• Source document
--- START ---
Under most car insurance policies, you’re allowed to let friends and family occasionally drive your car (usually up to 12 times per year). They would fall under “permissive driver”.

If they’re using your car more often than that, they should be added to your car insurance policy and your premiums would likely increase.

In some areas, insurance providers can actually lower the coverage for someone borrowing your car who isn’t on your car insurance policy; they could be covered for less than you are.

When a permissive driver is using your vehicle, your insurance would be the primary insurance should anything happen, even if you’re not in the vehicle at the time and even if they have their own auto insurance. This is because you’re responsible for your vehicle, even if you’re not driving it.

The Coverage

When your friend crashes your car, your insurance pays out the damage according to your coverage and up to its limits. If the damage exceeds your limits, things become a little tricky.

Depending on the severity of the crash, you may be on the hook for liability coverage if anyone is injured in the crash. If your coverage limits aren’t high enough to cover the damage, your personal assets could be looked at to help recover damages.

Your friend’s car insurance could also be used to help pay for damages and liability; this combined coverage is called “pro-rata”. Your insurance would pay up to its limits and your friend’s insurance may pay the difference.
--- END ---
• Problems to solve
a) According to the car insurance passage, about how often per year do most policies usually let friends and family drive your car?
b) From the car insurance passage, copy word for word the stretch from "When your friend" through "a little tricky.".

• Data extracts
--- START ---
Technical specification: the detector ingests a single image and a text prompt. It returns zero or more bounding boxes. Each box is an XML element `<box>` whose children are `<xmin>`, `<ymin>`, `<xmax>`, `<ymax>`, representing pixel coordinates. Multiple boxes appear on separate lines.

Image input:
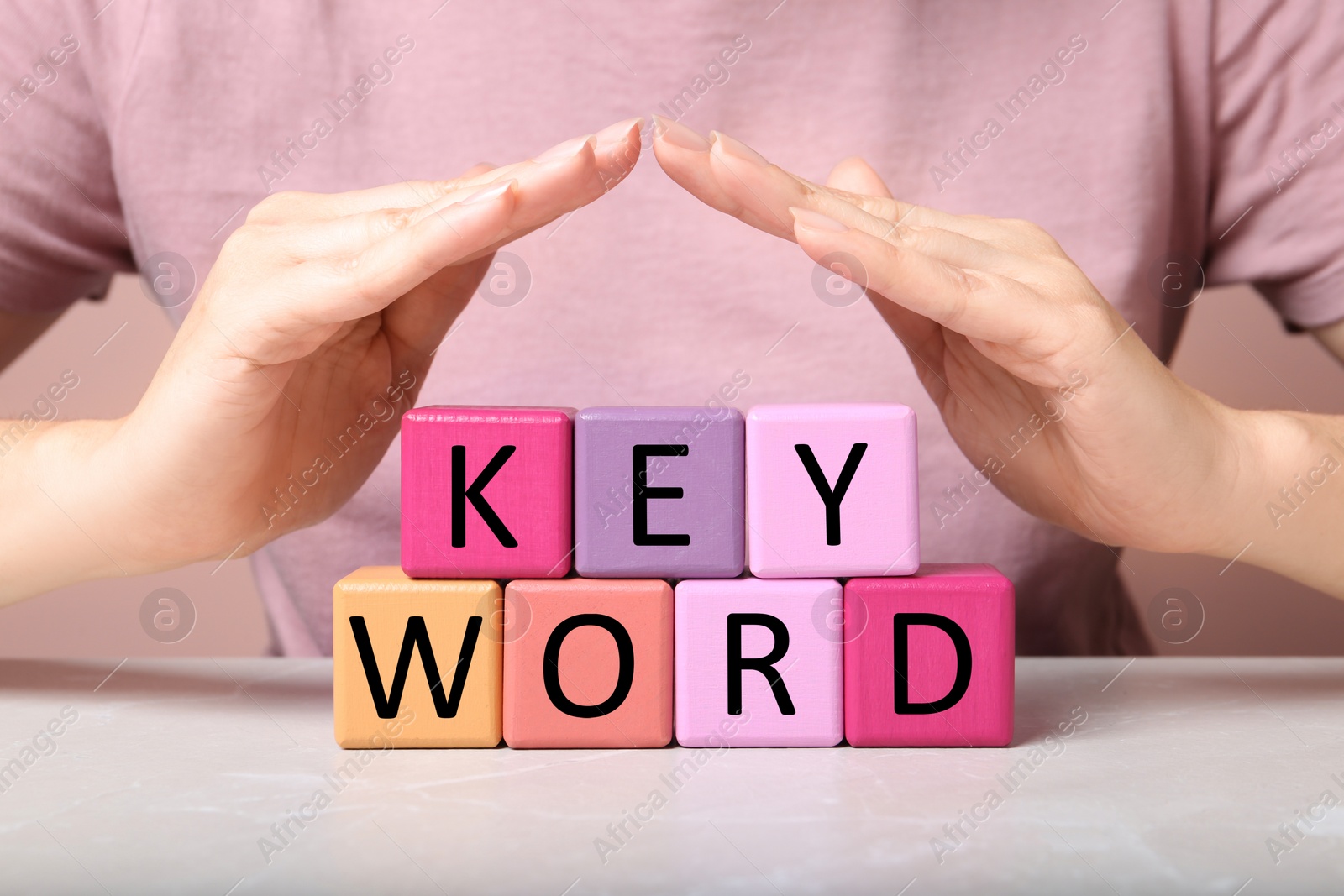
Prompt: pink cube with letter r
<box><xmin>746</xmin><ymin>405</ymin><xmax>919</xmax><ymax>579</ymax></box>
<box><xmin>674</xmin><ymin>578</ymin><xmax>844</xmax><ymax>747</ymax></box>
<box><xmin>844</xmin><ymin>563</ymin><xmax>1015</xmax><ymax>747</ymax></box>
<box><xmin>402</xmin><ymin>406</ymin><xmax>574</xmax><ymax>579</ymax></box>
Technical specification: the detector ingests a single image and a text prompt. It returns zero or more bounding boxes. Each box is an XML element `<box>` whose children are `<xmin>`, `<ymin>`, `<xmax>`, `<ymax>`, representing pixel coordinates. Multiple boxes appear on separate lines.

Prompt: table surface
<box><xmin>0</xmin><ymin>658</ymin><xmax>1344</xmax><ymax>896</ymax></box>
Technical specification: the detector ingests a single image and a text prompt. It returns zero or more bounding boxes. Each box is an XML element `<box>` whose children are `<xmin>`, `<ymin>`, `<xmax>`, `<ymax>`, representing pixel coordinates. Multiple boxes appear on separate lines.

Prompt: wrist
<box><xmin>0</xmin><ymin>421</ymin><xmax>129</xmax><ymax>600</ymax></box>
<box><xmin>1205</xmin><ymin>408</ymin><xmax>1322</xmax><ymax>562</ymax></box>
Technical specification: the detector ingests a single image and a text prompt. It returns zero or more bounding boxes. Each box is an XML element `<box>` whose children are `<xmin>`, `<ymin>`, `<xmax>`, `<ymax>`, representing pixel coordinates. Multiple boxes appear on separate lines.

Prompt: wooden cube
<box><xmin>402</xmin><ymin>407</ymin><xmax>574</xmax><ymax>579</ymax></box>
<box><xmin>574</xmin><ymin>407</ymin><xmax>746</xmax><ymax>579</ymax></box>
<box><xmin>676</xmin><ymin>579</ymin><xmax>844</xmax><ymax>747</ymax></box>
<box><xmin>332</xmin><ymin>567</ymin><xmax>504</xmax><ymax>750</ymax></box>
<box><xmin>746</xmin><ymin>405</ymin><xmax>919</xmax><ymax>579</ymax></box>
<box><xmin>844</xmin><ymin>564</ymin><xmax>1015</xmax><ymax>747</ymax></box>
<box><xmin>504</xmin><ymin>579</ymin><xmax>672</xmax><ymax>750</ymax></box>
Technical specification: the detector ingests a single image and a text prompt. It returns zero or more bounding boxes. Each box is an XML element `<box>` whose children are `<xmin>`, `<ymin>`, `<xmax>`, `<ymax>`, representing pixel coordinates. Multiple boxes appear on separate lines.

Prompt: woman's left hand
<box><xmin>654</xmin><ymin>119</ymin><xmax>1328</xmax><ymax>596</ymax></box>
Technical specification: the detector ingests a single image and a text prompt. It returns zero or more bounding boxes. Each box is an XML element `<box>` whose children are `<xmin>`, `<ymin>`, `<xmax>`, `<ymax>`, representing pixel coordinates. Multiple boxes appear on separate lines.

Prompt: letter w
<box><xmin>349</xmin><ymin>616</ymin><xmax>481</xmax><ymax>719</ymax></box>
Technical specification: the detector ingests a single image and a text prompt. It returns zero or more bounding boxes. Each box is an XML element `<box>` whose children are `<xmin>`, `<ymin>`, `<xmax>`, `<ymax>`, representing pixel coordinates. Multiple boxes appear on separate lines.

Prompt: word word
<box><xmin>402</xmin><ymin>405</ymin><xmax>919</xmax><ymax>579</ymax></box>
<box><xmin>333</xmin><ymin>564</ymin><xmax>1015</xmax><ymax>750</ymax></box>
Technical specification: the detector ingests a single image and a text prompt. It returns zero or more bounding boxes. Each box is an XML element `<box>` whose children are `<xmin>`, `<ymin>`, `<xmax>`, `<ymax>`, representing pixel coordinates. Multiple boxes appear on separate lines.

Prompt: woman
<box><xmin>0</xmin><ymin>0</ymin><xmax>1344</xmax><ymax>654</ymax></box>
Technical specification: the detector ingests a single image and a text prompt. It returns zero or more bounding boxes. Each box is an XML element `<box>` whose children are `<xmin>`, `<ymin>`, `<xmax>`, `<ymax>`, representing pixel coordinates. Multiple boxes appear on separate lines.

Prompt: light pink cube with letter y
<box><xmin>746</xmin><ymin>405</ymin><xmax>919</xmax><ymax>579</ymax></box>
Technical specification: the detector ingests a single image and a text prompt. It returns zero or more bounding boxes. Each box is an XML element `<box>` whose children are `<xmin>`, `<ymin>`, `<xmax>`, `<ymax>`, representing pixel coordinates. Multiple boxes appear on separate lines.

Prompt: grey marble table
<box><xmin>0</xmin><ymin>658</ymin><xmax>1344</xmax><ymax>896</ymax></box>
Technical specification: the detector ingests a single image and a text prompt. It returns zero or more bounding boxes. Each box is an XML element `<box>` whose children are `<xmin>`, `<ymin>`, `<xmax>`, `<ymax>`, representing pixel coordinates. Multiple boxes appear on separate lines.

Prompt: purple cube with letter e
<box><xmin>574</xmin><ymin>407</ymin><xmax>746</xmax><ymax>579</ymax></box>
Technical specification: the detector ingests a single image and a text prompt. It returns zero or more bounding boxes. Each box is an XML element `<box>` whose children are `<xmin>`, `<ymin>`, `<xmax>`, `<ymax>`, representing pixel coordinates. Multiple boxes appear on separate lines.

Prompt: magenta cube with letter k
<box><xmin>402</xmin><ymin>407</ymin><xmax>574</xmax><ymax>579</ymax></box>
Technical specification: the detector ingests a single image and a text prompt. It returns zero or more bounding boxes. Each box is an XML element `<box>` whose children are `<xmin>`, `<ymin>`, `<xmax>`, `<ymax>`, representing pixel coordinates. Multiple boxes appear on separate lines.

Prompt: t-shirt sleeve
<box><xmin>0</xmin><ymin>3</ymin><xmax>134</xmax><ymax>313</ymax></box>
<box><xmin>1205</xmin><ymin>0</ymin><xmax>1344</xmax><ymax>327</ymax></box>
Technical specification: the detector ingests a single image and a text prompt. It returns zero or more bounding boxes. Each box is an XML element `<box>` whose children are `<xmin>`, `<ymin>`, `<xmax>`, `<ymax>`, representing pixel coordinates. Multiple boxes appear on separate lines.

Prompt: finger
<box><xmin>247</xmin><ymin>118</ymin><xmax>643</xmax><ymax>224</ymax></box>
<box><xmin>710</xmin><ymin>132</ymin><xmax>984</xmax><ymax>239</ymax></box>
<box><xmin>827</xmin><ymin>156</ymin><xmax>891</xmax><ymax>199</ymax></box>
<box><xmin>273</xmin><ymin>136</ymin><xmax>628</xmax><ymax>262</ymax></box>
<box><xmin>795</xmin><ymin>207</ymin><xmax>1055</xmax><ymax>343</ymax></box>
<box><xmin>294</xmin><ymin>180</ymin><xmax>517</xmax><ymax>327</ymax></box>
<box><xmin>383</xmin><ymin>255</ymin><xmax>495</xmax><ymax>364</ymax></box>
<box><xmin>654</xmin><ymin>118</ymin><xmax>970</xmax><ymax>239</ymax></box>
--- END ---
• Exercise results
a) Up to 12 times per year.

b)
When your friend crashes your car, your insurance pays out the damage according to your coverage and up to its limits. If the damage exceeds your limits, things become a little tricky.